BEGIN ENTRIES
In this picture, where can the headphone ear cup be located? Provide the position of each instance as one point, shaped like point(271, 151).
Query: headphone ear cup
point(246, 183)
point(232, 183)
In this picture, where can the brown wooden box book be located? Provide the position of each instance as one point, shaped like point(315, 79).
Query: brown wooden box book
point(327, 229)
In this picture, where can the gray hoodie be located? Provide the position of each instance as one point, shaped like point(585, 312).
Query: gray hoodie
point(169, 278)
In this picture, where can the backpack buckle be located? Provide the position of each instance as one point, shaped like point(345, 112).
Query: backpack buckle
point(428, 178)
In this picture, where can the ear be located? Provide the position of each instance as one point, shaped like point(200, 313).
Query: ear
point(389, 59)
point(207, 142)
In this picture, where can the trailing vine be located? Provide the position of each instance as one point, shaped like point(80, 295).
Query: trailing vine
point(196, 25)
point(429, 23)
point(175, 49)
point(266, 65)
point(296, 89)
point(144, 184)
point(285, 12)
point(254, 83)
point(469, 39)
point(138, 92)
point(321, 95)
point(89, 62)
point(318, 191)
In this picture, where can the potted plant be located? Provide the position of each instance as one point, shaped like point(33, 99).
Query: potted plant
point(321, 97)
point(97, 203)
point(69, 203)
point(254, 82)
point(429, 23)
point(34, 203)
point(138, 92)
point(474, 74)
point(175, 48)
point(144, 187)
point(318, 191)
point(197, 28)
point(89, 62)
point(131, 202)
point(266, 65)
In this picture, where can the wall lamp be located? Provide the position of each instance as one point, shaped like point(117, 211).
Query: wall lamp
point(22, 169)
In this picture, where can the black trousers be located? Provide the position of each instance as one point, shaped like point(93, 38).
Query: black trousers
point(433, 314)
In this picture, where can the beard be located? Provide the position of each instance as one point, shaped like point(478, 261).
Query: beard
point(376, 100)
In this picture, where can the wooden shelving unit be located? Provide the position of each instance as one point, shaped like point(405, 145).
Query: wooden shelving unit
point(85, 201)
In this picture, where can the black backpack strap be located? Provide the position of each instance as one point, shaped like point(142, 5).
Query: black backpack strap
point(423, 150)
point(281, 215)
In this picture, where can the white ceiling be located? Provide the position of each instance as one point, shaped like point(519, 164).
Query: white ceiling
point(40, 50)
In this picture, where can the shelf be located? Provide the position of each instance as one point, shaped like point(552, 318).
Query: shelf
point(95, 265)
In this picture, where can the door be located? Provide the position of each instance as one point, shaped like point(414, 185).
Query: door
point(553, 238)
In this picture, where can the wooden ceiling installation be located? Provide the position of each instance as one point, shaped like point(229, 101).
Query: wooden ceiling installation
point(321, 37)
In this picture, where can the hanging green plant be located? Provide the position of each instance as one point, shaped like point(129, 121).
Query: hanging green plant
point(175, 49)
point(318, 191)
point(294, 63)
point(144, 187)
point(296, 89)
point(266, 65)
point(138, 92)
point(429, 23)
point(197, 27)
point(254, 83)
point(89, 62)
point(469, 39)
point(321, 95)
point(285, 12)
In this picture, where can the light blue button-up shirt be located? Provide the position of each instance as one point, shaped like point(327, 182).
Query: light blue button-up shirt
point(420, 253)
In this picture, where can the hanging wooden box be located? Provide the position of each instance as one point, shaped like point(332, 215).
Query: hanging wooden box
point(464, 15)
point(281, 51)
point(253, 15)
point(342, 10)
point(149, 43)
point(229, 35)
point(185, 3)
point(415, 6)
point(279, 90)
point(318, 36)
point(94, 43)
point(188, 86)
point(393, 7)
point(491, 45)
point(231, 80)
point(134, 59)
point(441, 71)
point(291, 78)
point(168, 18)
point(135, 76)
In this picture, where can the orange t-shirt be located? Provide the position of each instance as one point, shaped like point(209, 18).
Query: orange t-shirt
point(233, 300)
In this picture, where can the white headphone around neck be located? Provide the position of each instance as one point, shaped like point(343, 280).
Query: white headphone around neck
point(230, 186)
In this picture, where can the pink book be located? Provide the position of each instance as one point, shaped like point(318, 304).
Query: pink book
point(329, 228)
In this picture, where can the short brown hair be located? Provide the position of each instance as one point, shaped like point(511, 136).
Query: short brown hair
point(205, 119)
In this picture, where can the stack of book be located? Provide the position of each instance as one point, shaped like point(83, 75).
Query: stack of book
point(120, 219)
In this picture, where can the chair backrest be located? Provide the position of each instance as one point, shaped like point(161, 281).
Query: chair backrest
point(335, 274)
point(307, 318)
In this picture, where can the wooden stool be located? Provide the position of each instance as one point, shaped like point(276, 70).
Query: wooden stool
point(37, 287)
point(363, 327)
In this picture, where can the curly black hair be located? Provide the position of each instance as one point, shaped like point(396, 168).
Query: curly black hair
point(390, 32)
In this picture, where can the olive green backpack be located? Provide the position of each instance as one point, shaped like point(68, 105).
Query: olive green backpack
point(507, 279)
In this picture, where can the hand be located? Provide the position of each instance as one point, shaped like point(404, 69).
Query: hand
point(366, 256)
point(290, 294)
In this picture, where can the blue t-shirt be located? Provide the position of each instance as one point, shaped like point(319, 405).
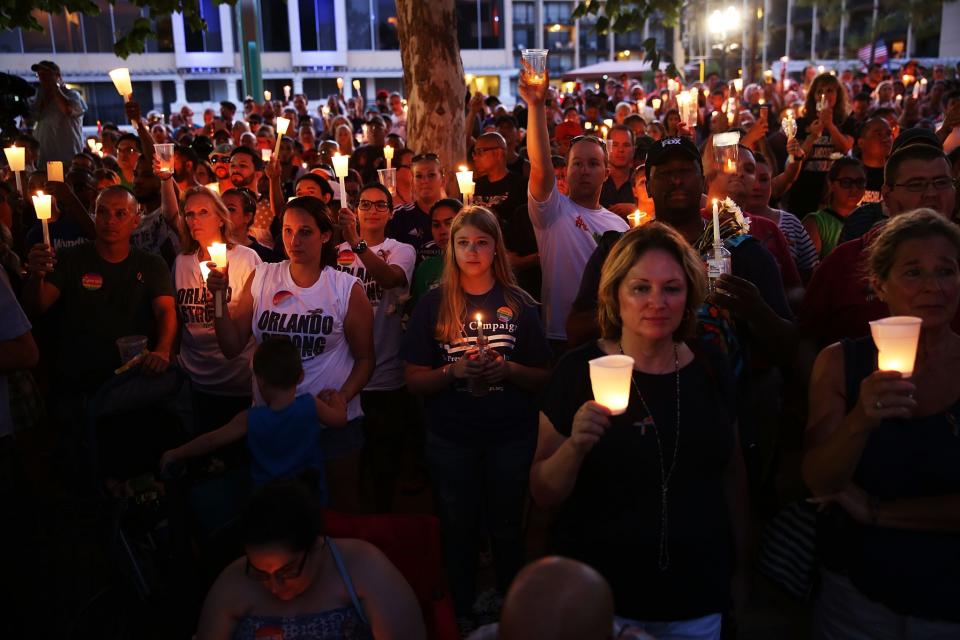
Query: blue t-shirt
point(284, 443)
point(507, 412)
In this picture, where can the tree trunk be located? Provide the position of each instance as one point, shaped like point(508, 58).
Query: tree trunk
point(433, 79)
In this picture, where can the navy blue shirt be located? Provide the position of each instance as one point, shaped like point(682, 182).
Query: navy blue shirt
point(508, 412)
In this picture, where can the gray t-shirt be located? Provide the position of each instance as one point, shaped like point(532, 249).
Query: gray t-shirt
point(60, 134)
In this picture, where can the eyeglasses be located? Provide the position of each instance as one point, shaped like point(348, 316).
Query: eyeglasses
point(280, 576)
point(477, 151)
point(921, 186)
point(850, 183)
point(380, 205)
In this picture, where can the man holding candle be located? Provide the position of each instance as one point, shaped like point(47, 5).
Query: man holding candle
point(58, 113)
point(566, 227)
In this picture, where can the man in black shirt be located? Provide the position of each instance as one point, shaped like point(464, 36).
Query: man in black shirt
point(505, 193)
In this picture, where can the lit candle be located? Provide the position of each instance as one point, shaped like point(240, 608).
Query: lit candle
point(388, 154)
point(610, 379)
point(464, 177)
point(341, 167)
point(121, 80)
point(282, 124)
point(896, 339)
point(17, 159)
point(635, 218)
point(42, 205)
point(54, 171)
point(218, 255)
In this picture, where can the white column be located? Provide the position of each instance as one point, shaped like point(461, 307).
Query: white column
point(180, 87)
point(814, 27)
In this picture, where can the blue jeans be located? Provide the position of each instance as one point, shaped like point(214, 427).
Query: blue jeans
point(477, 484)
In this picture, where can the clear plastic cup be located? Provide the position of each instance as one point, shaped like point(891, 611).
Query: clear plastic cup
point(388, 178)
point(130, 347)
point(896, 339)
point(610, 378)
point(536, 65)
point(726, 151)
point(165, 155)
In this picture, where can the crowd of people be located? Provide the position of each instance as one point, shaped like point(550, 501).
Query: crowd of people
point(389, 336)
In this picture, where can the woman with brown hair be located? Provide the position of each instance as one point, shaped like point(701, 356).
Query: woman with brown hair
point(476, 351)
point(654, 498)
point(221, 387)
point(826, 131)
point(884, 449)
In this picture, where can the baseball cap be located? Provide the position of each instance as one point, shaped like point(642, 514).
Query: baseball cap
point(49, 65)
point(662, 149)
point(916, 135)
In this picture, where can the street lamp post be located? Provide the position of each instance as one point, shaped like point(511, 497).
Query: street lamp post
point(720, 23)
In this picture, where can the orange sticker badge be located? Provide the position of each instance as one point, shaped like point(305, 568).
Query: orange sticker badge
point(91, 281)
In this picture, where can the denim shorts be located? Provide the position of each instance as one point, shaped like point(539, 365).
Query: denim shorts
point(340, 443)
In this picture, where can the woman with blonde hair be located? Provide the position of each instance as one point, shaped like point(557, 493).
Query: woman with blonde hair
point(476, 351)
point(826, 131)
point(653, 498)
point(222, 388)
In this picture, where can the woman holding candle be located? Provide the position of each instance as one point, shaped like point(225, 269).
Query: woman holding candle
point(222, 387)
point(327, 316)
point(478, 449)
point(654, 498)
point(884, 449)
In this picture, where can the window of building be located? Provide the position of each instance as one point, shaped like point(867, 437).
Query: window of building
point(274, 25)
point(317, 26)
point(211, 39)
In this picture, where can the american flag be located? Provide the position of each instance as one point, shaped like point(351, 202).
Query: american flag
point(879, 55)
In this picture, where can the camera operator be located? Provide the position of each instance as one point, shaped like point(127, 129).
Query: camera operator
point(58, 114)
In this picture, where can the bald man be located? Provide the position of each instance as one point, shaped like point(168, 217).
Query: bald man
point(557, 598)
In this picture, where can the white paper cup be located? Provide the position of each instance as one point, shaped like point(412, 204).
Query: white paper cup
point(610, 377)
point(536, 60)
point(896, 339)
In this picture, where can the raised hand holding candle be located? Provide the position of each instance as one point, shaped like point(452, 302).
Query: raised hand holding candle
point(610, 379)
point(388, 154)
point(54, 171)
point(896, 339)
point(218, 255)
point(121, 80)
point(341, 167)
point(42, 205)
point(282, 124)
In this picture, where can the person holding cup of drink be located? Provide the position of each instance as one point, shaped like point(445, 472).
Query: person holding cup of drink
point(478, 448)
point(653, 497)
point(883, 447)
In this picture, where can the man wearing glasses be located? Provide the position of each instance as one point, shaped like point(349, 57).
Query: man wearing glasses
point(411, 222)
point(58, 112)
point(566, 227)
point(838, 303)
point(504, 192)
point(385, 266)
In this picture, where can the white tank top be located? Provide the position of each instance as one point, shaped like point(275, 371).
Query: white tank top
point(312, 318)
point(200, 354)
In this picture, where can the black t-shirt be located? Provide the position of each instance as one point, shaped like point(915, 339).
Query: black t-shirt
point(507, 198)
point(612, 518)
point(507, 412)
point(410, 224)
point(101, 301)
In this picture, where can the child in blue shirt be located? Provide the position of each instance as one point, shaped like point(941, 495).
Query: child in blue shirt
point(283, 436)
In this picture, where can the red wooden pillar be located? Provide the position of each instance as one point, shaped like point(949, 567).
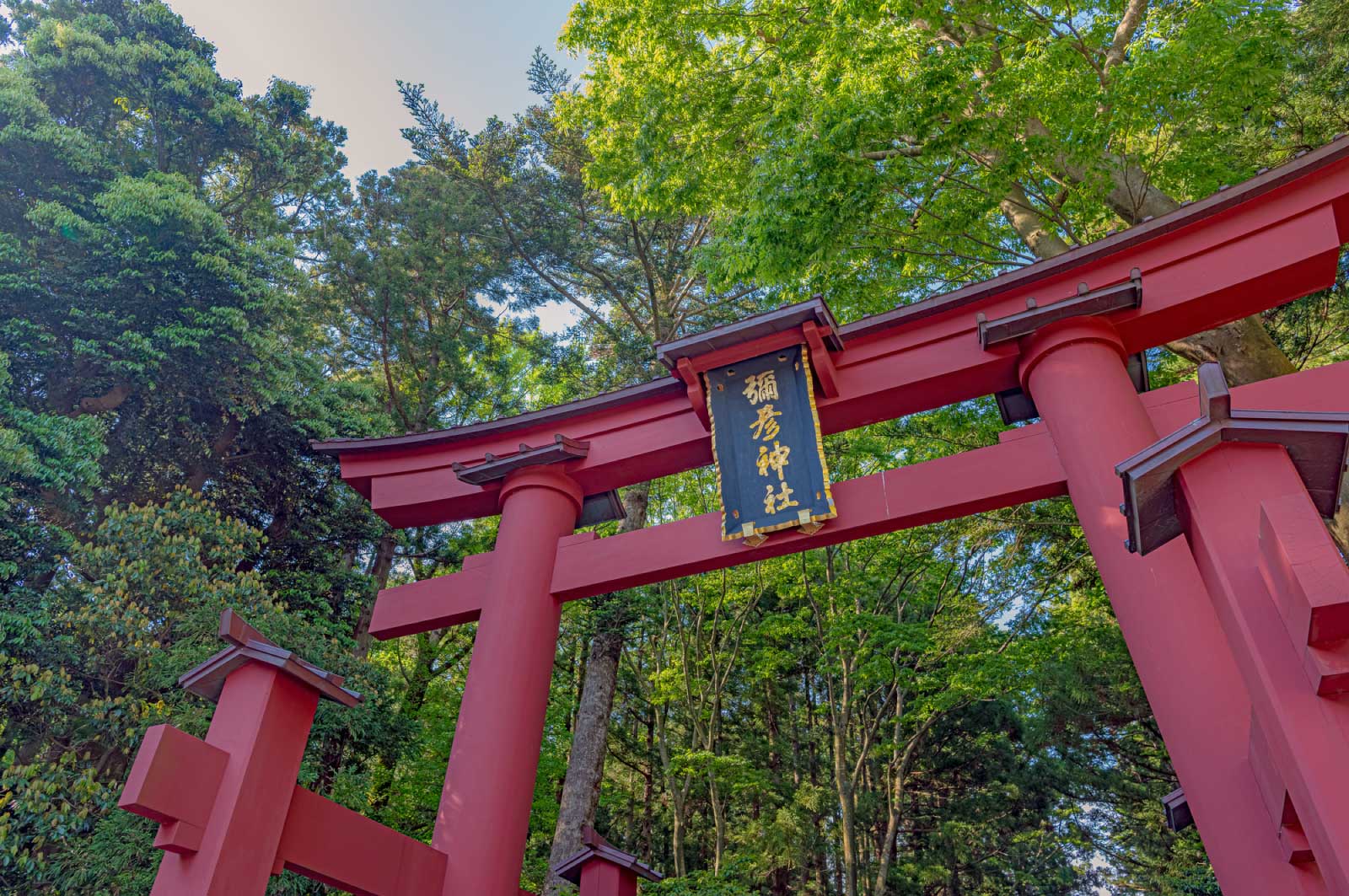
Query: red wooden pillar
point(1247, 512)
point(261, 725)
point(1074, 372)
point(483, 819)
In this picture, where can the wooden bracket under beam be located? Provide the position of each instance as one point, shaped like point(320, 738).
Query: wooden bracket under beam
point(696, 393)
point(820, 361)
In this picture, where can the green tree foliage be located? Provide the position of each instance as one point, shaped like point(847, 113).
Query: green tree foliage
point(191, 290)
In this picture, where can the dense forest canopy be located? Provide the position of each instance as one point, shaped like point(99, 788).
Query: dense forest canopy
point(191, 289)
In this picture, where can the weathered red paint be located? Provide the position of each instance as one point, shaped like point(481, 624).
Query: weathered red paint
point(483, 821)
point(1023, 467)
point(1198, 271)
point(229, 811)
point(1227, 491)
point(1167, 620)
point(261, 723)
point(1236, 630)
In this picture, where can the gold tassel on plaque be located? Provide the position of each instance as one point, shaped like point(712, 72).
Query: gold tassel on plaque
point(752, 540)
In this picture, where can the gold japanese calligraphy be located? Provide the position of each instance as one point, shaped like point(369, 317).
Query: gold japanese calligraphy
point(766, 427)
point(761, 386)
point(780, 501)
point(775, 460)
point(766, 435)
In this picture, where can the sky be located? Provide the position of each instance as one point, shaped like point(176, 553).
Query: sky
point(471, 54)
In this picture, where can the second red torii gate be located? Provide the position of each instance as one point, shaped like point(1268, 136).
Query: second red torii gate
point(1254, 743)
point(1239, 630)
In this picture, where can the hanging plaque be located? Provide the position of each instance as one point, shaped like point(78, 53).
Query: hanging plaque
point(766, 444)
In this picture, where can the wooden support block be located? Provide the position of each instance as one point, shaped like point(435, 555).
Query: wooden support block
point(820, 361)
point(1309, 583)
point(175, 781)
point(1303, 571)
point(696, 393)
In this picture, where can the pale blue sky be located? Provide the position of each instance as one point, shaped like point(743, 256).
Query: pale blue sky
point(471, 56)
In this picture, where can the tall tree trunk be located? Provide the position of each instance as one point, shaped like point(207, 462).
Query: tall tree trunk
point(590, 741)
point(718, 824)
point(379, 570)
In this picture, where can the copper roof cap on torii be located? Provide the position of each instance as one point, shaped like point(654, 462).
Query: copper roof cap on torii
point(1189, 213)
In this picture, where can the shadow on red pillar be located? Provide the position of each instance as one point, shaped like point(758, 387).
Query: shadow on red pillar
point(1248, 490)
point(1225, 493)
point(483, 821)
point(1076, 373)
point(223, 803)
point(602, 871)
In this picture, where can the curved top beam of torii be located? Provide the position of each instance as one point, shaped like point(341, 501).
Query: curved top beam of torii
point(1245, 249)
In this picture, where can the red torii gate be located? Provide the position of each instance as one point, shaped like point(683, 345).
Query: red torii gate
point(1239, 632)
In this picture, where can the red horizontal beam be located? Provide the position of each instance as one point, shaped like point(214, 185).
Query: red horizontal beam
point(975, 480)
point(930, 491)
point(344, 849)
point(1258, 254)
point(1023, 467)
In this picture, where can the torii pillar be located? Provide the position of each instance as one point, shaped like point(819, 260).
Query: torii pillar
point(483, 818)
point(1189, 667)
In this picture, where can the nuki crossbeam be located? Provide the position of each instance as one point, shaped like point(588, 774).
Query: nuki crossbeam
point(1239, 629)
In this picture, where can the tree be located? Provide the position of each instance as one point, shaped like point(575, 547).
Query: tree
point(881, 152)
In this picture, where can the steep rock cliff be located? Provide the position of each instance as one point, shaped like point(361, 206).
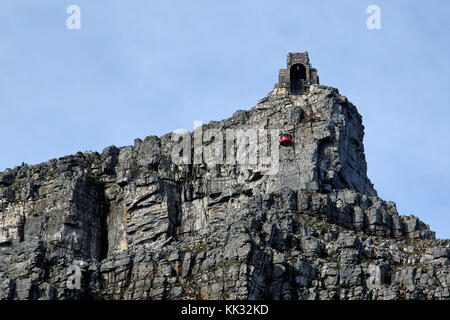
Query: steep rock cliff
point(137, 225)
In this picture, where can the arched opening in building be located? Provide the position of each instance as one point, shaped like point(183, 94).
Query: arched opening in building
point(297, 77)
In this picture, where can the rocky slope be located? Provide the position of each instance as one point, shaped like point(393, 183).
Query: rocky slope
point(139, 226)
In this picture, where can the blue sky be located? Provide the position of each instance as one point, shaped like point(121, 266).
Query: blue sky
point(139, 68)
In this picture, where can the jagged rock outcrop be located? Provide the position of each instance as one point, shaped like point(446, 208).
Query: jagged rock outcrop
point(140, 226)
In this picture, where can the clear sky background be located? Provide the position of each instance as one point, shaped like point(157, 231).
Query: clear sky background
point(139, 68)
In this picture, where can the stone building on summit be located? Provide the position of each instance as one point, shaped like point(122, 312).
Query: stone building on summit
point(299, 73)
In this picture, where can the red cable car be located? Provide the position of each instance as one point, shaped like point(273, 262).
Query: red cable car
point(286, 139)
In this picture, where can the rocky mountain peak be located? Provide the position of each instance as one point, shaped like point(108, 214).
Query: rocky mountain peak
point(170, 218)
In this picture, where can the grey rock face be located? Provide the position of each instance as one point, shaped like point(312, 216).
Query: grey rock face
point(136, 225)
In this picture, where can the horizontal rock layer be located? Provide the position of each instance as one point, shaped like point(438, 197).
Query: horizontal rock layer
point(138, 225)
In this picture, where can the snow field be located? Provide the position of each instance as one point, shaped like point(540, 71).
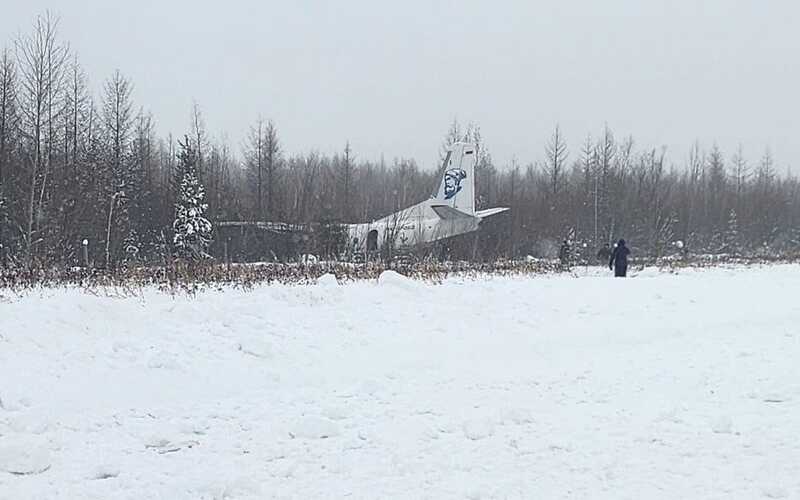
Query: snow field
point(659, 386)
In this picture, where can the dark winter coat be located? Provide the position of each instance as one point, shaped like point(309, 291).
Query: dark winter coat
point(619, 259)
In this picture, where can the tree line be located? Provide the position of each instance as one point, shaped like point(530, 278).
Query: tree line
point(77, 167)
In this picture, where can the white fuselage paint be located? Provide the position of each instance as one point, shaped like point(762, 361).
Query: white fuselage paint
point(415, 225)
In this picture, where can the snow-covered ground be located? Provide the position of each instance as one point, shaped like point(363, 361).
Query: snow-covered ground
point(661, 386)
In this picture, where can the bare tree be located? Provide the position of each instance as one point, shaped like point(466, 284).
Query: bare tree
point(42, 59)
point(8, 124)
point(556, 157)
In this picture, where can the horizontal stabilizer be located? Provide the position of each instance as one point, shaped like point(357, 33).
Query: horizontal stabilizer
point(489, 212)
point(448, 212)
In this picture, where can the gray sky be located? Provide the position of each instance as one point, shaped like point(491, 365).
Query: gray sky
point(391, 76)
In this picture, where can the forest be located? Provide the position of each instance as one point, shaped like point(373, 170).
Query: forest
point(86, 179)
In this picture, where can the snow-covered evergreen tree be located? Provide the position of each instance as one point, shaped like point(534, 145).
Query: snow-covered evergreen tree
point(732, 234)
point(192, 231)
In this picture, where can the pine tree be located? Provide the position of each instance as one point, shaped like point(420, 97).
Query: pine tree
point(732, 235)
point(192, 230)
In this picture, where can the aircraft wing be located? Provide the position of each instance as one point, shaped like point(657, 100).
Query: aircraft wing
point(448, 212)
point(272, 227)
point(489, 212)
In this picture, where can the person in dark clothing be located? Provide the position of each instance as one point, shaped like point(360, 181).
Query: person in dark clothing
point(604, 253)
point(564, 254)
point(619, 259)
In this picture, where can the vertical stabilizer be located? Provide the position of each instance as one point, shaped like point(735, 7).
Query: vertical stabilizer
point(457, 187)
END ENTRIES
— GIVEN INSTRUCTION —
Copy the part of the entries that opens with the line containing "In this picture, where can the rocky mountain" and closes with the line containing "point(170, 218)", reproducing both of those lines and every line between them without any change.

— COMPLETED EXERCISE —
In this picture, where can the rocky mountain peak be located? Provide the position of each instance as one point, shaped like point(108, 214).
Query: rocky mountain peak
point(170, 218)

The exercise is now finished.